_Problem description_
Please switch "trace the outline of each instance" to "draw the boundary of every instance" in every one of the rows below and write those lines out again with nothing else changed. Leave the pictures out of your answer.

(Excerpts of annotation records)

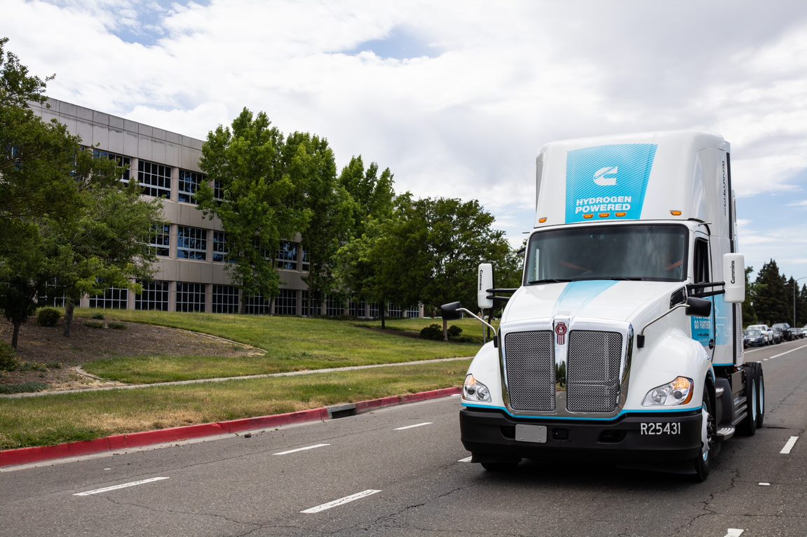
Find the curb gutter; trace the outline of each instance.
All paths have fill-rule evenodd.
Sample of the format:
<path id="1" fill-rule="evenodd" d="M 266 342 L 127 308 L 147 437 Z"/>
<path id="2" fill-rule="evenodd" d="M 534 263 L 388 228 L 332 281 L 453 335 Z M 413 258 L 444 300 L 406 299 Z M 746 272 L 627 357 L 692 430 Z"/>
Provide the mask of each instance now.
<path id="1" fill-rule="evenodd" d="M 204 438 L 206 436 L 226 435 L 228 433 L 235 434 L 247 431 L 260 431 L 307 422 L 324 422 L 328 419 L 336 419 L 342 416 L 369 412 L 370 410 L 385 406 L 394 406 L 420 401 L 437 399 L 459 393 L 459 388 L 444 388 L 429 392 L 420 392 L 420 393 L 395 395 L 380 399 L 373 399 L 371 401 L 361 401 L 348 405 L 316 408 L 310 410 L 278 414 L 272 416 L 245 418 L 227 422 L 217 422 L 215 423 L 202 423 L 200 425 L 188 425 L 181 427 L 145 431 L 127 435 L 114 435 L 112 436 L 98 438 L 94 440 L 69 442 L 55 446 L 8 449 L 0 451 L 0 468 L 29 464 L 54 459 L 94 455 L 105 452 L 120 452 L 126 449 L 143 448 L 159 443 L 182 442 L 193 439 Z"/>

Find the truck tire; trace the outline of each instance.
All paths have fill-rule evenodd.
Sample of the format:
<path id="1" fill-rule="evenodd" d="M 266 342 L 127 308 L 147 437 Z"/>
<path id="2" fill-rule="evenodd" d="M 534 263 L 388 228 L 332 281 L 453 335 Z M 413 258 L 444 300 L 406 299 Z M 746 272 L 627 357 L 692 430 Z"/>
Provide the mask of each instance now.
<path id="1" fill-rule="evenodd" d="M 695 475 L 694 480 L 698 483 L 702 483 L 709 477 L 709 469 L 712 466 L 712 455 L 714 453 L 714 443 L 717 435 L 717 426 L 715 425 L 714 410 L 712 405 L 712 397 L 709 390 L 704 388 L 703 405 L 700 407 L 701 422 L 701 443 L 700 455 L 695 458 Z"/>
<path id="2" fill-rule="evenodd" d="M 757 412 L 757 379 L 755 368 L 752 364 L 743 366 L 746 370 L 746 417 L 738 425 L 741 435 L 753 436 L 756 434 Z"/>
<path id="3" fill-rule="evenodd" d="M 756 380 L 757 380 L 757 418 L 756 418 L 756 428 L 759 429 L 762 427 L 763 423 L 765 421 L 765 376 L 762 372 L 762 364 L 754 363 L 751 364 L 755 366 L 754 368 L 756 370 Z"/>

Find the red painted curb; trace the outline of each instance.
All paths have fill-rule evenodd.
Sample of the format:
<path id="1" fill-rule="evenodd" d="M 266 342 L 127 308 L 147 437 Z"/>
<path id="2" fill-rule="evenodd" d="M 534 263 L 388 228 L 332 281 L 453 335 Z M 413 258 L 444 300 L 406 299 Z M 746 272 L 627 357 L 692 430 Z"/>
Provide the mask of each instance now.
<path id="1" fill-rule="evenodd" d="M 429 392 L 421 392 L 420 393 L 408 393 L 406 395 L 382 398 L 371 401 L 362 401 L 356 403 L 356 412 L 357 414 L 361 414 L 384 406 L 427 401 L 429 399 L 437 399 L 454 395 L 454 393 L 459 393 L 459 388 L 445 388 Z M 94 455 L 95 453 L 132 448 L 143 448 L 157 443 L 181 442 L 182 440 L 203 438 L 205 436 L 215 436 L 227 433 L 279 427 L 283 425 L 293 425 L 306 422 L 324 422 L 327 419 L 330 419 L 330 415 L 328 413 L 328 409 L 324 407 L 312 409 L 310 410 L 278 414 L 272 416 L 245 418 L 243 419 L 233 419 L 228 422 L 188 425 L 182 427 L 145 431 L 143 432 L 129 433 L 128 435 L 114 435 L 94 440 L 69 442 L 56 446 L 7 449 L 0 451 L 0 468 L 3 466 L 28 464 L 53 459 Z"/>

_Reply to the exercise_
Find the curb gutter; draw the boundary of every instance.
All paths have fill-rule evenodd.
Sample of the format:
<path id="1" fill-rule="evenodd" d="M 266 342 L 127 308 L 147 437 Z"/>
<path id="2" fill-rule="evenodd" d="M 534 263 L 388 228 L 332 281 L 453 335 Z M 413 258 L 444 300 L 406 299 Z M 746 272 L 627 357 L 692 430 Z"/>
Provide the mask of each instance now.
<path id="1" fill-rule="evenodd" d="M 204 438 L 206 436 L 226 435 L 228 433 L 235 434 L 247 431 L 260 431 L 307 422 L 324 422 L 328 419 L 336 419 L 342 416 L 369 412 L 370 410 L 385 406 L 394 406 L 420 401 L 437 399 L 459 393 L 459 388 L 444 388 L 429 392 L 420 392 L 420 393 L 395 395 L 380 399 L 373 399 L 371 401 L 361 401 L 348 405 L 316 408 L 310 410 L 278 414 L 272 416 L 245 418 L 227 422 L 217 422 L 215 423 L 202 423 L 200 425 L 188 425 L 181 427 L 145 431 L 127 435 L 114 435 L 112 436 L 98 438 L 94 440 L 69 442 L 55 446 L 8 449 L 0 451 L 0 468 L 29 464 L 54 459 L 94 455 L 105 452 L 120 452 L 126 449 L 143 448 L 159 443 L 182 442 L 193 439 Z"/>

Find the truck tire; draw the boundary of every instance.
All paths have fill-rule evenodd.
Sample of the format:
<path id="1" fill-rule="evenodd" d="M 266 342 L 127 308 L 147 437 Z"/>
<path id="2" fill-rule="evenodd" d="M 534 263 L 388 228 L 332 281 L 453 335 Z M 413 258 L 444 300 L 406 299 Z M 746 272 L 627 357 L 692 430 Z"/>
Provide the mask of each instance now.
<path id="1" fill-rule="evenodd" d="M 695 475 L 694 480 L 698 483 L 702 483 L 709 477 L 709 469 L 712 466 L 712 455 L 714 453 L 714 443 L 717 435 L 717 426 L 715 425 L 714 410 L 712 405 L 712 397 L 709 390 L 704 388 L 703 405 L 700 407 L 701 422 L 701 443 L 700 455 L 695 458 Z"/>
<path id="2" fill-rule="evenodd" d="M 757 412 L 757 379 L 755 368 L 752 364 L 743 366 L 746 370 L 746 417 L 738 425 L 741 435 L 753 436 L 756 434 Z"/>
<path id="3" fill-rule="evenodd" d="M 756 380 L 757 380 L 757 418 L 756 418 L 756 428 L 759 429 L 762 427 L 763 423 L 765 421 L 765 376 L 762 372 L 762 364 L 754 363 L 751 364 L 755 366 L 754 368 L 756 370 Z"/>

Find the red painted curb; draw the boundary of every instance.
All paths have fill-rule evenodd.
Sample of the format:
<path id="1" fill-rule="evenodd" d="M 266 342 L 127 308 L 147 437 Z"/>
<path id="2" fill-rule="evenodd" d="M 534 263 L 388 228 L 332 281 L 453 335 Z M 413 258 L 444 300 L 406 299 Z M 746 272 L 627 357 L 692 430 Z"/>
Provide the mask of each instance now.
<path id="1" fill-rule="evenodd" d="M 429 392 L 421 392 L 420 393 L 408 393 L 406 395 L 382 398 L 371 401 L 362 401 L 356 403 L 356 412 L 357 414 L 361 414 L 384 406 L 427 401 L 429 399 L 437 399 L 454 395 L 454 393 L 459 393 L 459 388 L 445 388 Z M 94 455 L 95 453 L 132 448 L 143 448 L 157 443 L 181 442 L 182 440 L 203 438 L 205 436 L 215 436 L 227 433 L 279 427 L 283 425 L 293 425 L 306 422 L 324 422 L 327 419 L 330 419 L 330 415 L 328 413 L 328 409 L 324 407 L 312 409 L 310 410 L 278 414 L 272 416 L 245 418 L 243 419 L 233 419 L 228 422 L 188 425 L 182 427 L 145 431 L 143 432 L 129 433 L 128 435 L 114 435 L 94 440 L 69 442 L 56 446 L 7 449 L 0 451 L 0 468 L 3 466 L 28 464 L 53 459 Z"/>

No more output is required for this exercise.